### Extracted material

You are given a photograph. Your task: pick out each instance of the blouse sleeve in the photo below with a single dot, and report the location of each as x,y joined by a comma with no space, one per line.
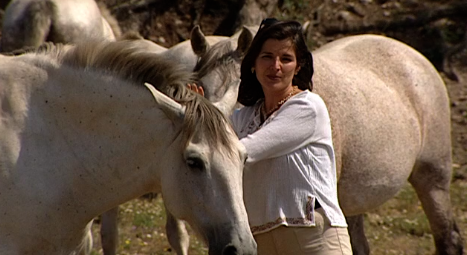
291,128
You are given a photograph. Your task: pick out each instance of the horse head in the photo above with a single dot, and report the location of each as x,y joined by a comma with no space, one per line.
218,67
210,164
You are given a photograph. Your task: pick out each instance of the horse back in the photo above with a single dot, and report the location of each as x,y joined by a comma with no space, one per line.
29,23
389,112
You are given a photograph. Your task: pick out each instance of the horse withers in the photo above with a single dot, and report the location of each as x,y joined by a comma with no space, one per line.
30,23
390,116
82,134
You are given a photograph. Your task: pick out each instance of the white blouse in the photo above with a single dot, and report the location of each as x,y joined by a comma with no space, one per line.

...

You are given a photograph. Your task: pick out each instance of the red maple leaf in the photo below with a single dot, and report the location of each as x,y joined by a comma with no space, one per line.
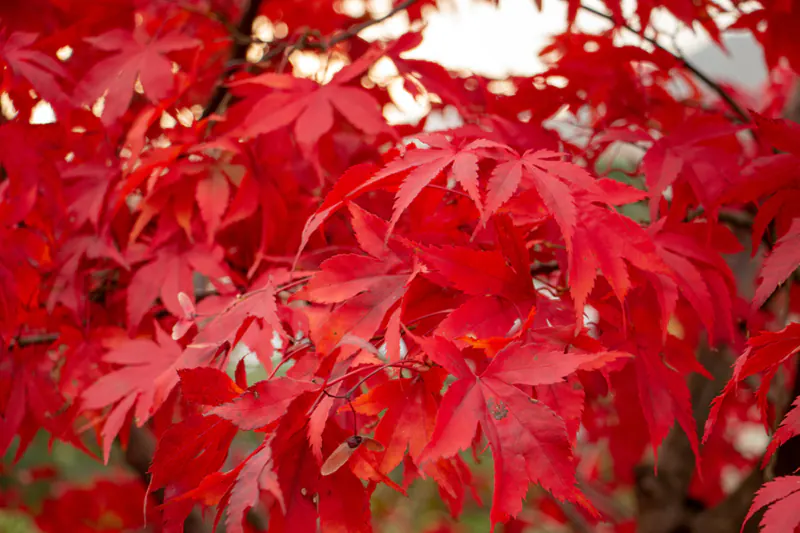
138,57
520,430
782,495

### The exercise
Switch "single dot" to "single point" in the stretch from the line containing "of the blouse" through the line containing "of the white", and leave the rest of those items unchanged. Give back only those lines, without the pictures.

### Finished task
You are given a photograph. Your task: pick out each instance of the blouse sleeve in the photo below with a single point, and report the location of each as x,y joined by a comma with no space, one per line.
291,128
You are given a photograph. Your task: pick out each instance of the horse head in the photo above with a single point, and report the location of each as x,y joined by a comma with no space, one per line.
218,67
210,164
You are given a photograph. Your task: pick out each instance of the horse back in the photo above with a single point, and report the location of each as x,y joined by a comma with no space, one per line.
29,23
389,112
You are given a photograph. Your task: pick out each instance of the horse withers in the photo above with a single point, and report the location of each as x,y joined by a comma with no space, one per line.
30,23
390,116
82,134
You are given a photograph. Your task: pick out each instance of the white blouse in the photo above with a single point, and report the location of each as x,y joined by a comma with no space, one per line.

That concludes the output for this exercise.